EXCERPTED TEXT ▸
━━━━
Traumatic Brain Injury Linked To Increased Dementia Risk
A large study in the United States suggests that traumatic head injury in mid-life onwards can increase dementia risk.
The study, published on 27 October in the journal JAMA Neurology, followed 164,661 people over the age of 55, without a prior diagnosis of dementia, who were hospitalised with some form of trauma. Of these, 51,799 had sustained a head injury. The researchers followed these people for between five and seven years, comparing those with head trauma to people who had trauma in other areas of the body e.g. fractures. Those who had sustained a head injury were slightly more likely to go on to develop dementia than those who had experienced non-head traumas, This link was still observed when the researchers accounted for age and other factors that may affect dementia risk such as high blood pressure and diabetes.
The researchers also rated the severity of the head injury. They found that those with moderate or severe head injuries were at greater risk of dementia over the age of 55. Mild head injuries appeared to increase dementia risk only in people over 65. The authors tried to account for ‘reverse causality’; the possibility that dementia may cause an increased likelihood of injury, by excluding anyone who developed dementia within a year of their injury.
━━━━
Dataset entries:

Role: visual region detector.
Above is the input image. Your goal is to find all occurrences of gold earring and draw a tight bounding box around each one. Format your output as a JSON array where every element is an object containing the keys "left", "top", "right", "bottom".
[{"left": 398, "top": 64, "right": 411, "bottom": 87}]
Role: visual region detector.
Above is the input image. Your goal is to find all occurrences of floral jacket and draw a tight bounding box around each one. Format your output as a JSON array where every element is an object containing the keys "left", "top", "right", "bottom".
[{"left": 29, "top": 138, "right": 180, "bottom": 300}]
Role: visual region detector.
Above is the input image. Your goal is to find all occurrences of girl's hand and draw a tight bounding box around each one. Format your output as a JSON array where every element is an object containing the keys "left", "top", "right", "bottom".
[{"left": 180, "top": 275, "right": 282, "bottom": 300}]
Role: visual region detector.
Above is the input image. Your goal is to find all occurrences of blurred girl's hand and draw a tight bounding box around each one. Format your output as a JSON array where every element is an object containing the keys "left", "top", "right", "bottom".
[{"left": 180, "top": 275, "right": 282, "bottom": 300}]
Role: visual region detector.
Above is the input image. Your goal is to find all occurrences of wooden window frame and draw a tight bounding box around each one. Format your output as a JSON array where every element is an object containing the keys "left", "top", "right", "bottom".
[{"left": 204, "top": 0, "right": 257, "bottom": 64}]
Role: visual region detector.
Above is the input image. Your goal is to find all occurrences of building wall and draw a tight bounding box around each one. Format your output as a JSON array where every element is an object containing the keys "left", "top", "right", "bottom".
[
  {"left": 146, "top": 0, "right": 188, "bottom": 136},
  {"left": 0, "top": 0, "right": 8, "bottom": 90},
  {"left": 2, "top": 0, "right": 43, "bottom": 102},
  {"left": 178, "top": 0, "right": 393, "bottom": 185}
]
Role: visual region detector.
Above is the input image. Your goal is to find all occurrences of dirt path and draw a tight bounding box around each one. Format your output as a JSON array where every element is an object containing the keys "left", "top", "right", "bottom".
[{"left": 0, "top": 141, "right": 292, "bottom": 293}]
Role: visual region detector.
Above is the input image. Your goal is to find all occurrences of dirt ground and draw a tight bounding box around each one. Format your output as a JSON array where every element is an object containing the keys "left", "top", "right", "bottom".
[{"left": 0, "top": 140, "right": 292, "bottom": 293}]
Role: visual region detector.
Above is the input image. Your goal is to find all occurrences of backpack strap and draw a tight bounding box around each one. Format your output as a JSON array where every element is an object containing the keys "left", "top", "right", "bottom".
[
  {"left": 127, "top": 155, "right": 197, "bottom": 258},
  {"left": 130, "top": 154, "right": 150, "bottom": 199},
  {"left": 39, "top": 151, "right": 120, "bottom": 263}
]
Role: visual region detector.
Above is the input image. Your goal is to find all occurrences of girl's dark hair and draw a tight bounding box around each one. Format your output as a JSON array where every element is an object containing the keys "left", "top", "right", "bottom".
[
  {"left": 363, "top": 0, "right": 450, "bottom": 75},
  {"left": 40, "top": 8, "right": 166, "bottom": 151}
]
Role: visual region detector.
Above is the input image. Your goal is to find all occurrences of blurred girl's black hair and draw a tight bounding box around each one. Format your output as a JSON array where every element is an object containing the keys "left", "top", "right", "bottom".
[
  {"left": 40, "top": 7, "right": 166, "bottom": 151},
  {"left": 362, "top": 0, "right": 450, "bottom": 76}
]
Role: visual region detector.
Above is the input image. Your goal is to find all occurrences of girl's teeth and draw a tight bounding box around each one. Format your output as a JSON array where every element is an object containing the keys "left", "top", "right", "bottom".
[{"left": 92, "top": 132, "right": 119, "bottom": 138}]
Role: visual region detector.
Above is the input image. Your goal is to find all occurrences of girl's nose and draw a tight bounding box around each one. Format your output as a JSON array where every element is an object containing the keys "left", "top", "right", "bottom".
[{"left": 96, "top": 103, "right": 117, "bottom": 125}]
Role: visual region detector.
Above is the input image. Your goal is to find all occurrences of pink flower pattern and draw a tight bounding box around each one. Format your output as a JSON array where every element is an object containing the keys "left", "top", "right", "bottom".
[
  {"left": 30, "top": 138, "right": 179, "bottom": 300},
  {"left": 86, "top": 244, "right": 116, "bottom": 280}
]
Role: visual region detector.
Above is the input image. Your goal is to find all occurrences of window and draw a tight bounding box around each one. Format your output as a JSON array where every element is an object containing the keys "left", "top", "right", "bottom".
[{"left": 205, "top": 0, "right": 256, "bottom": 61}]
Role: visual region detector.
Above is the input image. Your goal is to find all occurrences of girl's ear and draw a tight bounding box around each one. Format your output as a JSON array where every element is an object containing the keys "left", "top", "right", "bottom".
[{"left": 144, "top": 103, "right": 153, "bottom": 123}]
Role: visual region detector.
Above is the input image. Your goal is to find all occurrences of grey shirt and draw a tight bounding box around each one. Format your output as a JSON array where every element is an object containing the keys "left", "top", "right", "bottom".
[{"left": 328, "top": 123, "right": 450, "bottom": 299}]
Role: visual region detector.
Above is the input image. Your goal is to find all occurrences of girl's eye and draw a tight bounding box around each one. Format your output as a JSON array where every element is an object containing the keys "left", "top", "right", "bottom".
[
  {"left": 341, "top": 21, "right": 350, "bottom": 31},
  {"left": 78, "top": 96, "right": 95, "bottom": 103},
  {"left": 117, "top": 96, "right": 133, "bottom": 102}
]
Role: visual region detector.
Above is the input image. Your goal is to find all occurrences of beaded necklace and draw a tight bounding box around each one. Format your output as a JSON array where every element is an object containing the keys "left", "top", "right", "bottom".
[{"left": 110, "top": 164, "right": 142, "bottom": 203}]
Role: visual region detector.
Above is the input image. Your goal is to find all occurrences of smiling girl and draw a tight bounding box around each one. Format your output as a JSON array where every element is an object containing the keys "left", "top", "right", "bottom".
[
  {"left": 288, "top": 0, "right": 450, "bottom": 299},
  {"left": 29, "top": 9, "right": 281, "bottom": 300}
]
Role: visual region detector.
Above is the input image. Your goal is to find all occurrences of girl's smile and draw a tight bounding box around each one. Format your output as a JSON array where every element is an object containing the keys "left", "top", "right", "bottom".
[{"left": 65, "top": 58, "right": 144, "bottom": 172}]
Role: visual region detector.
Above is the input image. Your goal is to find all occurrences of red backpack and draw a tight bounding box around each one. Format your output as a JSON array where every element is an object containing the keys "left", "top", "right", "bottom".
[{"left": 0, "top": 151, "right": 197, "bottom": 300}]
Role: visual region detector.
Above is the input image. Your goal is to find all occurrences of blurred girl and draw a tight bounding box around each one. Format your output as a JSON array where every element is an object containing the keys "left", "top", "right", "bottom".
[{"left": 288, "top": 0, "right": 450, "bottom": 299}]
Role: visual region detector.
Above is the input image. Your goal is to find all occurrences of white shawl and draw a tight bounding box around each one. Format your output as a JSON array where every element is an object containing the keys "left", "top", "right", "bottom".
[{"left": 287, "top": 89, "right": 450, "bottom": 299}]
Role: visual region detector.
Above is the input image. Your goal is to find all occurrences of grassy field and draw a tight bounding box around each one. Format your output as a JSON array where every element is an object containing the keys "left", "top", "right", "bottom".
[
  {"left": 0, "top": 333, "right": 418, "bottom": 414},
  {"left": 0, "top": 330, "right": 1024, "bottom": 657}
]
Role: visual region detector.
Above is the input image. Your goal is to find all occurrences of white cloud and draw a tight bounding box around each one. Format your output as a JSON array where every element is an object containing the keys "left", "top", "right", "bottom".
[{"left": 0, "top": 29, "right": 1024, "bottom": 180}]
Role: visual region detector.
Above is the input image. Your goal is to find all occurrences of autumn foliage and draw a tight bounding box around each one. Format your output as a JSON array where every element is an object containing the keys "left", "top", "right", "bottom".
━━━━
CHECK YOUR UNDERSTANDING ▸
- a) In the article on head injury and dementia, rewrite the stretch from "Traumatic Brain Injury" through "increase dementia risk.", and swap "mid-life" for "middle age".
- b) Resume the article on head injury and dementia risk, starting right after its last sentence.

RESPONSES BY ITEM NUMBER ▸
- a)
Traumatic Brain Injury Linked To Increased Dementia Risk
A large study in the United States suggests that traumatic head injury in middle age onwards can increase dementia risk.

- b)
Dr Simon Ridley, Head of Research at Alzheimer’s Research UK, the UK’s leading dementia research charity, said:
“The association between head injuries and dementia risk is one that has gained increasing attention in recent years. This large study suggests that head injuries in later life, mainly from falls, may increase a person’s risk of developing dementia, particularly over the age of 65.
“It will be important for researchers to further investigate the link between brain injury and dementia, to fully understand the biology behind the relationship and where it sits in the context of the other lifestyle factors that may alter the risk of the condition. The risk factors associated with dementia are varied and complex, with age, genetics and lifestyle all likely to play a part. Current evidence suggests that a balanced diet, regular exercise, not smoking and keeping blood pressure and cholesterol in check could all help to maintain a healthy brain as we get older.”